Given text:
------------------------------------------------------------
The uniform deserves our respect and wearing the uniform must display respect. Veterans deserve our respect. Those who are suffering from PTS or those who end up homeless on the street deserve our respect and need our support.
The Respect Campaign is a civilian project headquartered in Montreal Quebec. The campaign serves to bring awareness to the needs of our returning troops and veterans. In October 2017, the Respect Campaign unveiled a monument on highway 40 in Kirkland Quebec which is seen by more than 100,000 motorists daily. To promote awareness among business leaders, the Respect Campaign, in partnership with Canadian Forces Morale and Welfare Services (CFMWS), sold “Respect Banners” for commercial buildings of which all proceeds went to CFMWS for distribution to causes supporting the fight against PTS. More than 40 banners were sold along highway 40 and can be seen every year in the fall.
They called it Soldiers Heart in the American Civil War, Shell Shocked during the First World War and Soldiers Fatigue during the Second World War. It has been around a long time and it is not going to disappear. Awareness of this must be continuously promoted.
Government and Canadian Forces cannot do it by themselves. They need the support of the public and the business community. Funds raised will be given to Canadian Forces Morale and Welfare Services and directed to approved programs targeting PTS and Homelessness.
These groups include; NGO’s, hospitals, charities, veterans associations, local governments, the Canadian Armed Forces and Veterans Affairs. PTS and homelessness among veterans is a serious problem that requires a collective effort and shared resources.
Those who have served and suffer from PTS are legitimate casualties of conflict and are entitled to the same care and support as all other casualties. Homeless veterans and those suffering from PTS remain in the conflict and should not be left behind.
------------------------------------------------------------
Data to examine:
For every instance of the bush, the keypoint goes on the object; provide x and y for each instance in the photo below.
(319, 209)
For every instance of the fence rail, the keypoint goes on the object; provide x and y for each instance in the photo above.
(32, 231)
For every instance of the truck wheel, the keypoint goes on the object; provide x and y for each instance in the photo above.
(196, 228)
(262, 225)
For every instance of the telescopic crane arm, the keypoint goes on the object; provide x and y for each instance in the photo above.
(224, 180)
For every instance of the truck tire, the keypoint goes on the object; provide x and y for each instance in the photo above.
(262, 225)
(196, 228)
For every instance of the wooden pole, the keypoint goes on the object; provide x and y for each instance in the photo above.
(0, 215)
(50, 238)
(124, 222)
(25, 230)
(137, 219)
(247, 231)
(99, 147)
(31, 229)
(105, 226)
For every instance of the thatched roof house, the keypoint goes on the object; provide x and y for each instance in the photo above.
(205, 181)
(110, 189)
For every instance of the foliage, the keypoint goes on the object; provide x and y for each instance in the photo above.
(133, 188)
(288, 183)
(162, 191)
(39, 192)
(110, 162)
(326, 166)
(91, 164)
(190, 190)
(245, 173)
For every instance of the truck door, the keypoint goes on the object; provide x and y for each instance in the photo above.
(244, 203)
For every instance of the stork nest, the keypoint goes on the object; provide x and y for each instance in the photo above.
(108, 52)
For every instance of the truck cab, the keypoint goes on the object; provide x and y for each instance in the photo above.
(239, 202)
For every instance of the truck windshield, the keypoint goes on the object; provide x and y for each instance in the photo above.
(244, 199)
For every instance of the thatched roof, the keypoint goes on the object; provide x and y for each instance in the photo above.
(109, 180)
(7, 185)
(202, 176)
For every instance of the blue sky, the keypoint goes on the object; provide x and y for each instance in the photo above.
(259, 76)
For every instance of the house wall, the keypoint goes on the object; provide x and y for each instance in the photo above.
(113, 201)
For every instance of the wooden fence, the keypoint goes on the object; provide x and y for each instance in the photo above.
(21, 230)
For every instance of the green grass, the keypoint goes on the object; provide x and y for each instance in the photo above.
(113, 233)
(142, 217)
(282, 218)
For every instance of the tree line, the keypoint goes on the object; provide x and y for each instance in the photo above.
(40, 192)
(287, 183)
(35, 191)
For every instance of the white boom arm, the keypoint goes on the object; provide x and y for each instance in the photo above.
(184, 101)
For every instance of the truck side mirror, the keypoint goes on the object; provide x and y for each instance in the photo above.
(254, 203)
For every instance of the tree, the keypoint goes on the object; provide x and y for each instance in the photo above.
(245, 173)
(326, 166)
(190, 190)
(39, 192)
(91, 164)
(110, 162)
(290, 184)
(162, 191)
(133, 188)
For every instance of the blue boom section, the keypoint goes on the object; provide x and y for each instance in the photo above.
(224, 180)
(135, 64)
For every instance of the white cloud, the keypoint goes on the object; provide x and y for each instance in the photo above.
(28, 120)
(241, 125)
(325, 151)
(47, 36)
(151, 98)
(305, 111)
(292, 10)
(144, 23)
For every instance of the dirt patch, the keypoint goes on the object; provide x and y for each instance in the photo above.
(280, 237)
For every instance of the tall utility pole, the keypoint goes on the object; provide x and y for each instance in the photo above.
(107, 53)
------------------------------------------------------------
Task 1:
In the Respect Campaign text, how many motorists see the monument on highway 40 in Kirkland each day?
Task 2:
Print the passage of the Respect Campaign text from "Those who have" up to and including "be left behind.".
Task 3:
Render this sentence from the Respect Campaign text in French: "Government and Canadian Forces cannot do it by themselves."

Written solution 1:
More than 100,000 motorists.

Written solution 2:
Those who have served and suffer from PTS are legitimate casualties of conflict and are entitled to the same care and support as all other casualties. Homeless veterans and those suffering from PTS remain in the conflict and should not be left behind.

Written solution 3:
Le gouvernement et les Forces canadiennes ne peuvent pas y arriver seuls.